Emekli zammını konu alan metne göre, 15 Temmuz gecesi akaryakıta yapılan zammın etkisi neden yalnızca akaryakıtla sınırlı kalmamaktadır? Metnin bu konuda gösterdiği gerekçeyi açıklayınız.

Metin bloğu:

* * * *

EMEKLİYİ “KÖK”LEDİLER…
EMEKLİYİ “KÖK”LEDİLER…
Türkiye Büyük Millet Meclisi’nin son oturumunda, altı ayda delik deşik olan bütçeye “ek (ilave) zam” yapmışlar. Emeklinin “kök maaş” zammına ilave olarak sıfır (0) zam yapılmış. Bu ek zamda MHP’li vekiller “çekimser” kalmışlar. SSK (SGK) ve BAĞKUR emeklilerine ön görülen yüzde 25’lik zam ise, TBMM’de görüşülerek kabul edildikten sonra Meclis 1 Ekim’e kadar tatile girmiş.
“15 Temmuz Demokrasi ve Milli Birlik Günü” gecesi, saat 24’den sonra geçerli olmak üzere akaryakıta öyle bir zam yaptılar ki, petrole yapılan bu “iyileştirme(!) eylemi neft ürünlerinden tutun A’dan Z’ye her şeye zam demek. Emekliler yeni zamlı maaşlarını, darphanede basılan ve enflasyon canavarını daha da azdıran gıcır paralarla pazartesiden itibaren alacaklar.

* * * *

Sağlanan materyal:

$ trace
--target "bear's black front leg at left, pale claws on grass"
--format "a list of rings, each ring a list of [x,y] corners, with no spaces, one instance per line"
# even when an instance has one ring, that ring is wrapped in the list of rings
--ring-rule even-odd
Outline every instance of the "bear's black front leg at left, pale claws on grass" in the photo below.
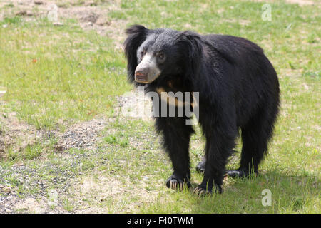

* * * *

Görev çözümü:
Metne göre petrole yapılan bu zam, neft ürünlerinden başlayarak A'dan Z'ye her şeye zam anlamına gelmektedir. Bu nedenle zammın etkisi akaryakıtla sınırlı kalmayıp bütün ürünlerin fiyatına yansımaktadır.